→ Dataset excerpts:
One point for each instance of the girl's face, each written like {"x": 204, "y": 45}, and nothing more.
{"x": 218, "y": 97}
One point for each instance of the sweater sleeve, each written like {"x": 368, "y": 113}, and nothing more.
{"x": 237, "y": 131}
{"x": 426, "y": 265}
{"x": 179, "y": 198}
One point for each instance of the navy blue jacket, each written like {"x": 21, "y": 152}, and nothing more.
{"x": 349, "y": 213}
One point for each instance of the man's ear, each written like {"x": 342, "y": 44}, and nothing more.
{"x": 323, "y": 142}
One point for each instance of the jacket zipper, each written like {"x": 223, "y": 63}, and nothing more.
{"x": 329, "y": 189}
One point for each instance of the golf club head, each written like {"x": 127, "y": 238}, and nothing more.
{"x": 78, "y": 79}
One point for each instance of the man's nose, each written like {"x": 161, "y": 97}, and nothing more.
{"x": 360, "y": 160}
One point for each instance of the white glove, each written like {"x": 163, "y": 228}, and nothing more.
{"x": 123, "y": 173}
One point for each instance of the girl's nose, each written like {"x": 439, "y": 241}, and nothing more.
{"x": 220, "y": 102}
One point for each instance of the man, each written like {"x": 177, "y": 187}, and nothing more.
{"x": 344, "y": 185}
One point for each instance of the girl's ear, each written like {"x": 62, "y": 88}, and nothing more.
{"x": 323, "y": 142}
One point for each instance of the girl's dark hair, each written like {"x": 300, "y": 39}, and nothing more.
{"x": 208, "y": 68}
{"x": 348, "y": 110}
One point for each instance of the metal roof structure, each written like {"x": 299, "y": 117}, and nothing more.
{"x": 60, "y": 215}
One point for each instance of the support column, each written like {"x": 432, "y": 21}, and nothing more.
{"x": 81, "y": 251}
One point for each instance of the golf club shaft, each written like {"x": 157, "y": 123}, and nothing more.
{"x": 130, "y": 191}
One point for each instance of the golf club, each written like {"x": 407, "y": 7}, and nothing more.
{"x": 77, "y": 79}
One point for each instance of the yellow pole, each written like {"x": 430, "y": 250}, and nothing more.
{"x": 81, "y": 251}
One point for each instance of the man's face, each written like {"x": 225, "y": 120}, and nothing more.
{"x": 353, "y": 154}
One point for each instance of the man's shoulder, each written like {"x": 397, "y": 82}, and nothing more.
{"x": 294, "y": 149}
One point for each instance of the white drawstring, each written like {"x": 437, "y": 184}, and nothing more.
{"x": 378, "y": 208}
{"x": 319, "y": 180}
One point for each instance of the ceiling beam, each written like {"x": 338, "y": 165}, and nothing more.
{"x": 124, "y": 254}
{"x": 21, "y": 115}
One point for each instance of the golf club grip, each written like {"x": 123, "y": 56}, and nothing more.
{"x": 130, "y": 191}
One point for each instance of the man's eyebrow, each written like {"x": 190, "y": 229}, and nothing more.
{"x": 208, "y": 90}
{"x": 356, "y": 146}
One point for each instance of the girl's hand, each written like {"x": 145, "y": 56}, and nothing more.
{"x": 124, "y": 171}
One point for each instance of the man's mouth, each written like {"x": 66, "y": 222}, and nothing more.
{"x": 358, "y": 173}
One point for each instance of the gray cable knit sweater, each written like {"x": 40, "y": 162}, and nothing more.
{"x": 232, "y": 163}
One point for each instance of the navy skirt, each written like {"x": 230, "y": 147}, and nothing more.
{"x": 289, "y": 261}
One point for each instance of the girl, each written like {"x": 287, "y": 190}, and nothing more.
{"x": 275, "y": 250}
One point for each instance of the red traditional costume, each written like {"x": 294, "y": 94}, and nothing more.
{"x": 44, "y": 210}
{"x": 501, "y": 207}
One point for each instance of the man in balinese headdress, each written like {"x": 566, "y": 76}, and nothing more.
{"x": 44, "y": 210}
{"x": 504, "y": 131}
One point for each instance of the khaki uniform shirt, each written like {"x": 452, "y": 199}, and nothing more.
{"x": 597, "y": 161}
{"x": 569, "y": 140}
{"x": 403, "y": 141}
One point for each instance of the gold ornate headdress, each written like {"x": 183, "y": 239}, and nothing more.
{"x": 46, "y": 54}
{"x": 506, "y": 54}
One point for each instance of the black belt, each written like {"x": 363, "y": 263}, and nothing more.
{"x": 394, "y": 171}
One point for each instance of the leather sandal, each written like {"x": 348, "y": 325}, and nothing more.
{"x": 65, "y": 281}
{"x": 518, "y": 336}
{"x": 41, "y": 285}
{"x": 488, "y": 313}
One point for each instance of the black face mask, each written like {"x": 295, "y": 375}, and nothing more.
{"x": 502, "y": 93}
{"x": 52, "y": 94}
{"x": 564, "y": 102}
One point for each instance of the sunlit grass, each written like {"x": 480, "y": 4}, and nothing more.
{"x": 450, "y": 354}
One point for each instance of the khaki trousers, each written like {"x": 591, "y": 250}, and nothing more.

→ What needs to be done: All of the data above should be reproduced exactly, with nothing left out.

→ Solution to the problem:
One point for each instance of the girl's face, each written like {"x": 204, "y": 45}, and nothing more.
{"x": 218, "y": 97}
One point for each instance of the sweater sleeve, each written like {"x": 368, "y": 113}, and nothing more.
{"x": 237, "y": 131}
{"x": 426, "y": 265}
{"x": 179, "y": 198}
One point for each instance of the navy blue jacket, each written like {"x": 21, "y": 152}, and nothing more.
{"x": 349, "y": 213}
One point for each instance of the man's ear, each written like {"x": 342, "y": 44}, and nothing more.
{"x": 323, "y": 142}
One point for each instance of the jacket zipper, each written like {"x": 223, "y": 63}, and nothing more.
{"x": 329, "y": 189}
One point for each instance of the golf club head, each written like {"x": 127, "y": 238}, and nothing more.
{"x": 78, "y": 79}
One point for each instance of the man's nose, each written like {"x": 161, "y": 97}, and nothing more.
{"x": 360, "y": 160}
One point for each instance of the white glove, each written like {"x": 163, "y": 228}, and nothing more.
{"x": 123, "y": 173}
One point for each instance of the girl's nose, each written like {"x": 439, "y": 241}, and nothing more.
{"x": 220, "y": 102}
One point for each instance of the man, each written like {"x": 177, "y": 187}, and nothing more.
{"x": 344, "y": 185}
One point for each instance of the girl's ear, each written like {"x": 62, "y": 88}, and nothing more.
{"x": 323, "y": 142}
One point for each instance of the girl's dark hair, each written like {"x": 300, "y": 39}, and nothing more.
{"x": 208, "y": 68}
{"x": 348, "y": 110}
One point for each instance of the metal roof structure, each written like {"x": 299, "y": 117}, and nothing more.
{"x": 60, "y": 215}
One point for each instance of the support column, each written like {"x": 432, "y": 21}, and nothing more.
{"x": 81, "y": 251}
One point for each instance of the golf club shaft, each written like {"x": 157, "y": 123}, and nothing more.
{"x": 130, "y": 191}
One point for each instance of the golf club, each written like {"x": 407, "y": 7}, and nothing more.
{"x": 77, "y": 79}
One point for each instance of the yellow pole, each written like {"x": 430, "y": 250}, and nothing more.
{"x": 81, "y": 251}
One point for each instance of the man's face, each written like {"x": 225, "y": 120}, and nothing more.
{"x": 353, "y": 154}
One point for each instance of the man's shoulder, each written like {"x": 397, "y": 82}, and nothing more.
{"x": 294, "y": 149}
One point for each instance of the white drawstring, each written like {"x": 437, "y": 184}, and nothing more.
{"x": 378, "y": 208}
{"x": 319, "y": 180}
One point for each instance of the ceiling beam, each written like {"x": 338, "y": 165}, and nothing more.
{"x": 124, "y": 254}
{"x": 21, "y": 115}
One point for each instance of the golf club grip, each written like {"x": 123, "y": 56}, and nothing more.
{"x": 130, "y": 191}
One point for each instance of the man's eyebrow, each written like {"x": 190, "y": 229}, and nothing more.
{"x": 208, "y": 90}
{"x": 356, "y": 146}
One point for each instance of the girl's hand, each written like {"x": 145, "y": 56}, and nothing more.
{"x": 124, "y": 171}
One point for each instance of the man's mouth, each written like {"x": 66, "y": 222}, and nothing more.
{"x": 358, "y": 173}
One point for each instance of the gray cable knit sweater, each written like {"x": 40, "y": 162}, and nothing more.
{"x": 232, "y": 163}
One point for each instance of the navy skirt, each written like {"x": 230, "y": 147}, and nothing more.
{"x": 289, "y": 261}
One point for each instance of the girl, each written like {"x": 287, "y": 190}, and nothing more.
{"x": 275, "y": 250}
One point for each instance of the red traditional costume, each written like {"x": 294, "y": 94}, and nothing more.
{"x": 44, "y": 210}
{"x": 501, "y": 207}
One point for each instance of the man in balinese headdress, each written like {"x": 566, "y": 76}, and nothing more.
{"x": 44, "y": 210}
{"x": 504, "y": 131}
One point for each instance of the khaki uniform shirt, each written like {"x": 452, "y": 199}, and nothing more.
{"x": 597, "y": 161}
{"x": 569, "y": 140}
{"x": 403, "y": 141}
One point for each instance of the gold ornate headdress, each written like {"x": 183, "y": 239}, and nothing more.
{"x": 46, "y": 54}
{"x": 506, "y": 54}
One point for each instance of the black belt, each written like {"x": 363, "y": 263}, and nothing more.
{"x": 394, "y": 171}
One point for each instance of the leather sandal, each written like {"x": 348, "y": 325}, and nothing more.
{"x": 65, "y": 281}
{"x": 518, "y": 336}
{"x": 41, "y": 285}
{"x": 488, "y": 313}
One point for each instance of the black face mask, each written like {"x": 295, "y": 375}, and nothing more.
{"x": 502, "y": 93}
{"x": 52, "y": 94}
{"x": 564, "y": 102}
One point for each instance of the sunlit grass, each written like {"x": 480, "y": 4}, and nothing more.
{"x": 450, "y": 354}
One point for each instance of the khaki trousers, each written like {"x": 591, "y": 250}, and nothing more.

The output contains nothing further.